◆ TEXT SECTION
^^^^
Theorem. Let $(a_1,b_1),\dots,(a_n,b_n)$ be a sequence of points in ${\mathbb{Z}}_p^2$ with $n\geq 2p-1$. Then there is a non-empty subset $A\subset\{1,2,\dots,n\}$ such that $\sum_{i\in A}(a_i,b_i)=(0,0)$.

The short proof wasn't short in absolute terms, but was short if you were prepared to accept the following result of Noga Alon, known as the combinatorial nullstellensatz.

Theorem. Let F be a field and let P be a polynomial in n variables $x_1,\dots,x_n$ over F. Let $x_1^{t_1}\dots x_n^{t_n}$ be a monomial of maximal total degree $t_1+\dots+t_n$ that occurs in P with a non-zero coefficient, and let $S_1,\dots,S_n$ be subsets of F such that $|S_i|>t_i$ for every i. Then there exist $s_i\in S_i$ such that $P(s_1,\dots,s_n)\ne 0.$

Once you have the combinatorial nullstellensatz, the special case of Olson's theorem (and I think the whole theorem) is reduced to a nice exercise: basically, once you sit down and think about it you quickly see that it makes sense to choose each $S_i$ to be {0,1}, and then a few simple tricks using Fermat's little theorem (the polynomial $1-x^{p-1}$ is zero if $x\ne 0$ and 1 otherwise) you can finish off quite easily.
^^^^
◆ EXTRACTED INFORMATION
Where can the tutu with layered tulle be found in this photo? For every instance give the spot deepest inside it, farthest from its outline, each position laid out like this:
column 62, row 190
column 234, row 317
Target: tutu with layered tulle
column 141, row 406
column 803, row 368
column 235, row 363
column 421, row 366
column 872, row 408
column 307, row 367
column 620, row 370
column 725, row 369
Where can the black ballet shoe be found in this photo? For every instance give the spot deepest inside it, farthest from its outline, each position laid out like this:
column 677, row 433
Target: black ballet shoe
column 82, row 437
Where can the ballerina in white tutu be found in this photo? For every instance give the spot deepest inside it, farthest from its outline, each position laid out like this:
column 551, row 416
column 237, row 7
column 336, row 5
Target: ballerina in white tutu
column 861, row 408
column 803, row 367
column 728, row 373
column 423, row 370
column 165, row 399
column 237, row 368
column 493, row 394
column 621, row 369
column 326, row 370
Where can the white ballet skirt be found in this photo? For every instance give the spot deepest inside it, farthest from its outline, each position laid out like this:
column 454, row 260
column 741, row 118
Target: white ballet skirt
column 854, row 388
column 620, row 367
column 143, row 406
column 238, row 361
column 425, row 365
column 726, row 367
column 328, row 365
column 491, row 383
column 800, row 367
^^^^
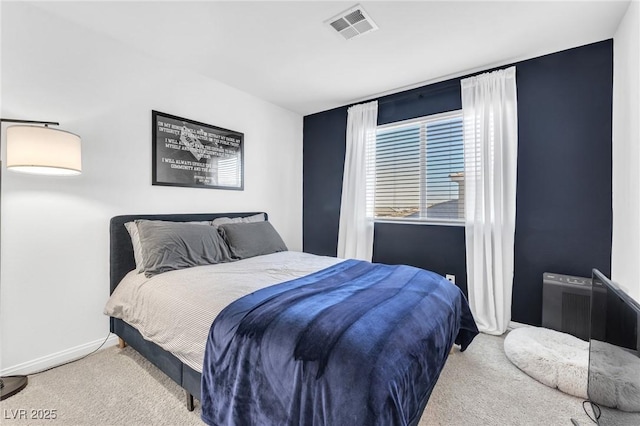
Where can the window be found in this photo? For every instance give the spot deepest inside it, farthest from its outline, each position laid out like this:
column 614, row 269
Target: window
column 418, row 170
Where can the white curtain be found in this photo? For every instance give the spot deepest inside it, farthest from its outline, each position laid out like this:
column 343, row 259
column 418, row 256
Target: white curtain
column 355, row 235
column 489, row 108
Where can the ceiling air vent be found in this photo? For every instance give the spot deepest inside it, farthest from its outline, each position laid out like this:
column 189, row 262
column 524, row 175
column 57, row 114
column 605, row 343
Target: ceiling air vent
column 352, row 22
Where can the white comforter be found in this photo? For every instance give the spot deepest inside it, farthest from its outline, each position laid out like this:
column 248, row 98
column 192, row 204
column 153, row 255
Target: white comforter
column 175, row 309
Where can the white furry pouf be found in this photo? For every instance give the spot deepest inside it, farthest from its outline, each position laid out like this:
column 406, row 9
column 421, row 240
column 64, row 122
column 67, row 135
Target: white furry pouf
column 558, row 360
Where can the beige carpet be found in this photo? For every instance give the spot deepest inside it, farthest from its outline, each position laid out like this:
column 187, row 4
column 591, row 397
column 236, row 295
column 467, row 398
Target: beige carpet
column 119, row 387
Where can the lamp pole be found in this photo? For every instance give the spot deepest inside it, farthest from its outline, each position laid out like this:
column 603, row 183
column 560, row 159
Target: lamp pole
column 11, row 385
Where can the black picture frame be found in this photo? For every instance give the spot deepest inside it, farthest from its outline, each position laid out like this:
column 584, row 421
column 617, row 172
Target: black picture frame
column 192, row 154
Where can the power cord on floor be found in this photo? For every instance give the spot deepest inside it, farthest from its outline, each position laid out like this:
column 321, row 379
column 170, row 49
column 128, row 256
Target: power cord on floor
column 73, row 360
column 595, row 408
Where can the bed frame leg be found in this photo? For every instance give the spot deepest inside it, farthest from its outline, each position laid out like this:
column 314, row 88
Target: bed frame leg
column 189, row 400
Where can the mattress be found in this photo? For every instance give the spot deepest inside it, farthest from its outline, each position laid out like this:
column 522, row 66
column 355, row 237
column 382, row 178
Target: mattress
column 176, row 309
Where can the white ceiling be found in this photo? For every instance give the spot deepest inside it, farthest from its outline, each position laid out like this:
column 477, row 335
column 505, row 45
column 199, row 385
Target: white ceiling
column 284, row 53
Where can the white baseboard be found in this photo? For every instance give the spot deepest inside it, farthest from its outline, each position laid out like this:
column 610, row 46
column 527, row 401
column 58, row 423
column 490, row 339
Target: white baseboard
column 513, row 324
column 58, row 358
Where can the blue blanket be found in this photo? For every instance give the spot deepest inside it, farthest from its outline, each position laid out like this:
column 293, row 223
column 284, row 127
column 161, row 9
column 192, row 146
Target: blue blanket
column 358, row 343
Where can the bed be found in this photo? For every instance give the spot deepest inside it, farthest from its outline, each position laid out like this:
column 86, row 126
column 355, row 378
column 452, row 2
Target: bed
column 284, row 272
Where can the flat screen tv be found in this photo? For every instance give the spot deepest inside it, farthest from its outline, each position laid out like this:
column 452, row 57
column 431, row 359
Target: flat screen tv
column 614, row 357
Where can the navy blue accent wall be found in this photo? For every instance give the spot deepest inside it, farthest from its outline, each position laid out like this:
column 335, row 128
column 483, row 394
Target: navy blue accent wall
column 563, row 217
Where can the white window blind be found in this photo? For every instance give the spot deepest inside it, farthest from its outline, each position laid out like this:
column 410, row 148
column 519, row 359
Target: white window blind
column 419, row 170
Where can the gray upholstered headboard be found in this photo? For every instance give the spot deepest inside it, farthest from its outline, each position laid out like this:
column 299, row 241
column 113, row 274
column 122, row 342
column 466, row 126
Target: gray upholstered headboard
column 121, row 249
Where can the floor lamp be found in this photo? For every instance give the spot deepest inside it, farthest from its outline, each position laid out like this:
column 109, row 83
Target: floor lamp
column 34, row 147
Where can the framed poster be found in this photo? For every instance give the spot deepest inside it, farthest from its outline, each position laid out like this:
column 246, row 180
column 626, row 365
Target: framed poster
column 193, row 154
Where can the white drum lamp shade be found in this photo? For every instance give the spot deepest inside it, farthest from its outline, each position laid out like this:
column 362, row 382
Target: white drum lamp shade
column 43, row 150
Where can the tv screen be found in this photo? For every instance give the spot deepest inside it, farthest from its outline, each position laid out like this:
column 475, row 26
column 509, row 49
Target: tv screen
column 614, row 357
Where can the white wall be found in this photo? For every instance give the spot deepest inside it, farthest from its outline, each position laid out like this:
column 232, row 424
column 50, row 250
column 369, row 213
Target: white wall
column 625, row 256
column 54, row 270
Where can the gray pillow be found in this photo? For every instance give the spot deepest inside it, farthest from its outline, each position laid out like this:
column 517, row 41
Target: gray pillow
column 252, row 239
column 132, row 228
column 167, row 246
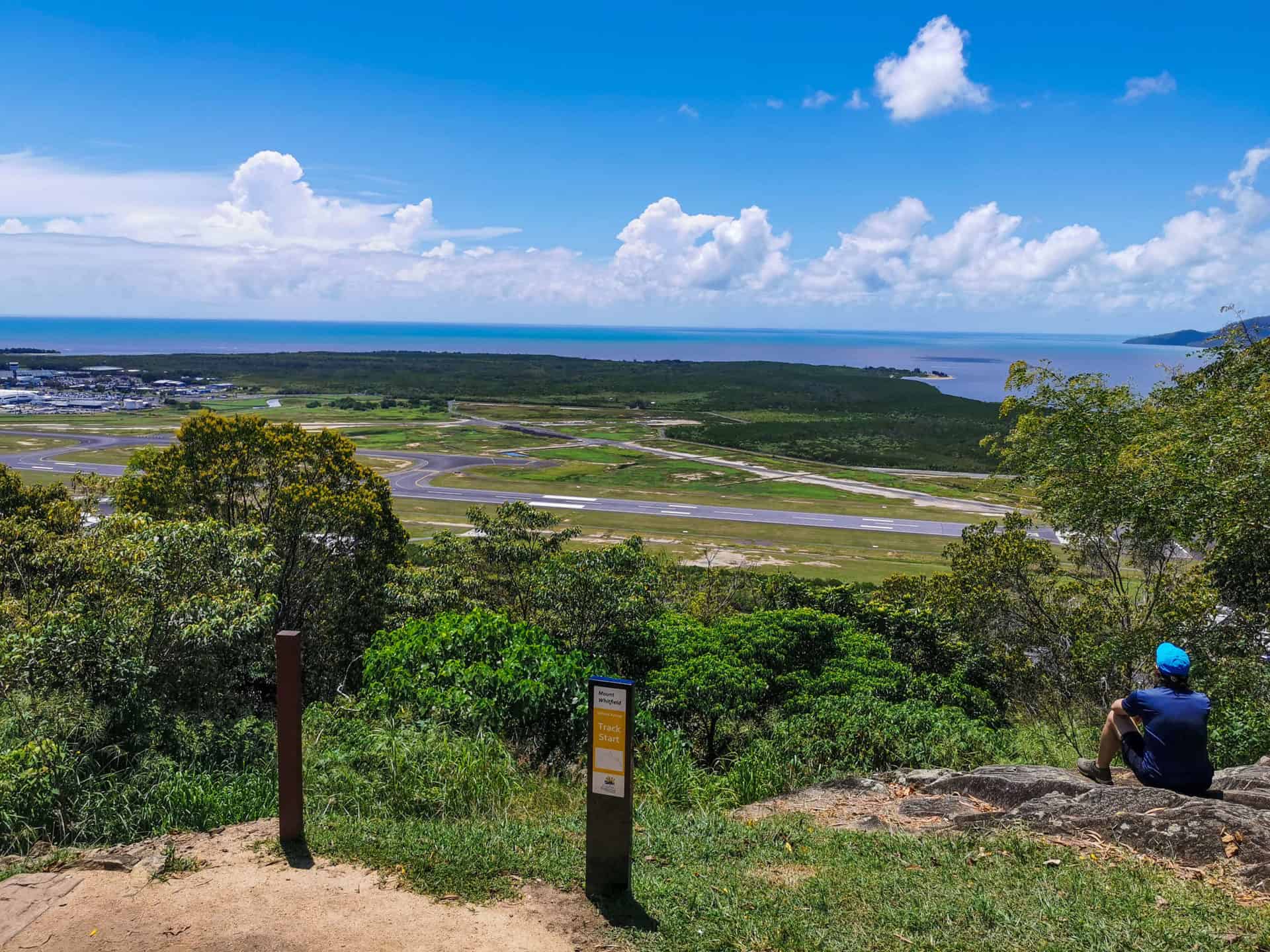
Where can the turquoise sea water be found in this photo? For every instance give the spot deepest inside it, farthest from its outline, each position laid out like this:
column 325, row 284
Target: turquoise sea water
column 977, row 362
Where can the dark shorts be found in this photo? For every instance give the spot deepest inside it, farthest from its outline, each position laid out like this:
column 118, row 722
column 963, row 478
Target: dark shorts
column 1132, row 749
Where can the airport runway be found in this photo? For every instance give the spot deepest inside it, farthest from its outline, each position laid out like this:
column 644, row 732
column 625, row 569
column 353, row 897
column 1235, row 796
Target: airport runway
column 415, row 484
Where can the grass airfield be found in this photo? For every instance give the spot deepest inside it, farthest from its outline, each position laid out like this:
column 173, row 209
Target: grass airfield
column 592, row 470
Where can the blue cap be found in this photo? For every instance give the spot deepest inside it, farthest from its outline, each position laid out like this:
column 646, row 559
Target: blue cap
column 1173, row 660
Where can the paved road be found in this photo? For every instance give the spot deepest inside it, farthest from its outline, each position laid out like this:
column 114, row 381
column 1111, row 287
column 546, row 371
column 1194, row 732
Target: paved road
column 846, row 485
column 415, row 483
^^^^
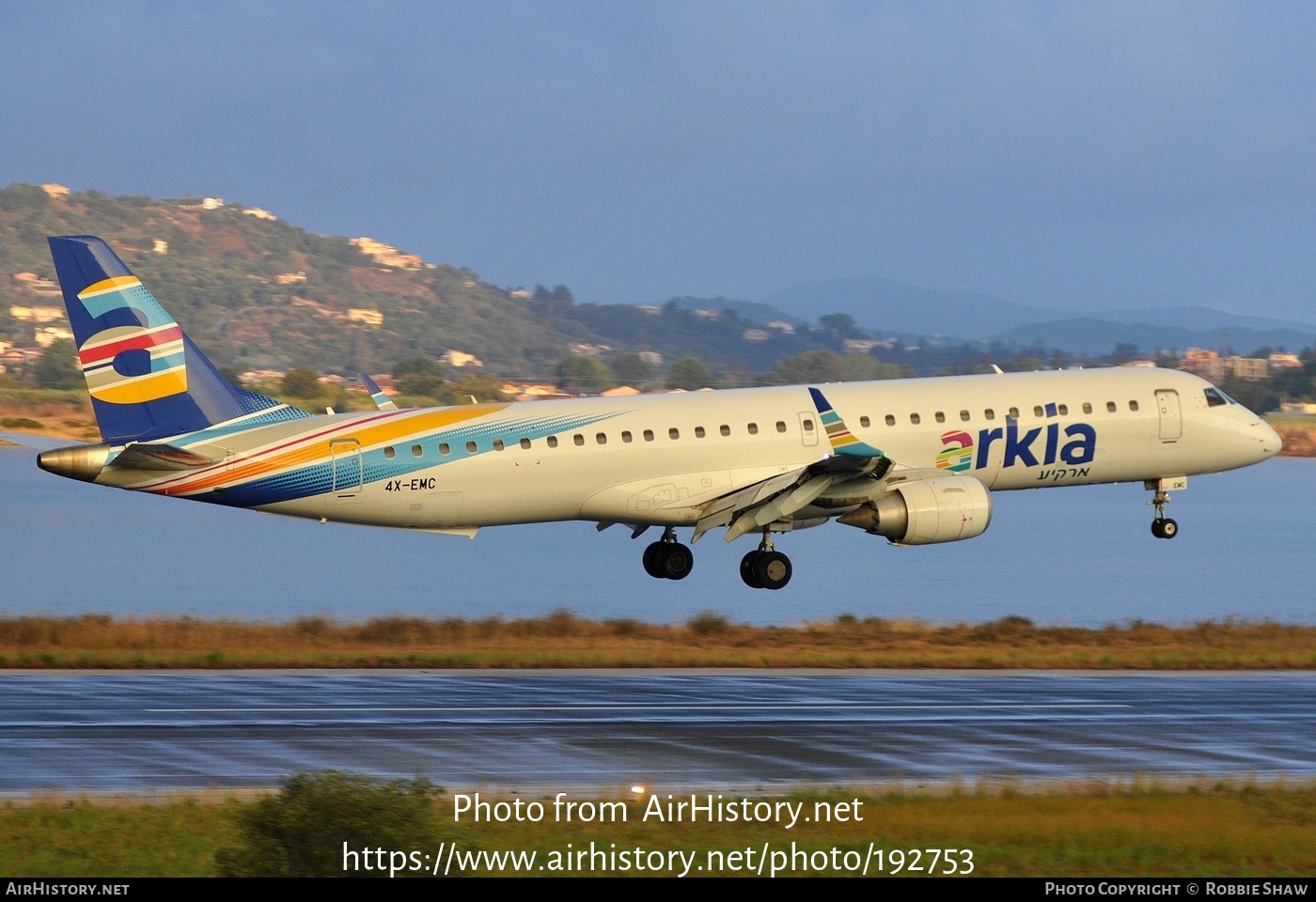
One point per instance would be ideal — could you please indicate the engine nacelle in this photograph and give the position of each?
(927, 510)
^^^^
◆ SHORT TASK 1
Could you set down, unchanged, everything in the records from the line containing "Where can the white baseboard" down to the line containing "column 563, row 217", including both of those lines?
◆ SHORT TASK 2
Can you pick up the text on Olson's theorem and the combinatorial nullstellensatz where it stops and carry it forward?

◆ TASK OUTPUT 1
Where can the white baseboard be found in this photo? For every instance give the spot deepest inside it, farthest from its outline, each position laid out like this:
column 610, row 46
column 527, row 401
column 58, row 423
column 490, row 339
Target: white baseboard
column 513, row 324
column 58, row 358
Where can the blue blanket be found in this photo? For every instance give the spot deepest inside it, farthest from its outline, each position laid out like this:
column 293, row 223
column 284, row 127
column 161, row 9
column 192, row 146
Target: blue blanket
column 358, row 343
Where can the bed be found in this photo? For every instance give the spot deepest inside it, farthest from its outline, each position laid out like this:
column 86, row 126
column 355, row 378
column 452, row 2
Target: bed
column 284, row 272
Where can the flat screen tv be found in this photo? For every instance give the spot deepest inside it, farthest from its outline, each position laid out like this:
column 452, row 57
column 431, row 359
Target: flat screen tv
column 614, row 357
Where can the navy blue accent wall be found in this photo? For every instance give the spot deepest inside it, farthest from its outline, each position laid out like this:
column 335, row 128
column 483, row 394
Target: navy blue accent wall
column 563, row 217

◆ TASK OUTPUT 2
This method is known as the polynomial method. My question is not how to apply the combinatorial nullstellensatz. It's how to recognise, when you see a problem, that the polynomial method might work. In this case, once you have that clue, it's easy to finish off. But how do you manage if there's nobody there to give you the clue?

I'm interested in this question in general: I've always found spotting that mathematical results can be used quite a difficult process -- somehow I have to do it for myself in one problem before I truly understand how to do it in other problems. And here's a good example where I have never spotted how to use the result. And had I been faced with the task of proving Olson's theorem, I don't think it would have occurred to me to use it.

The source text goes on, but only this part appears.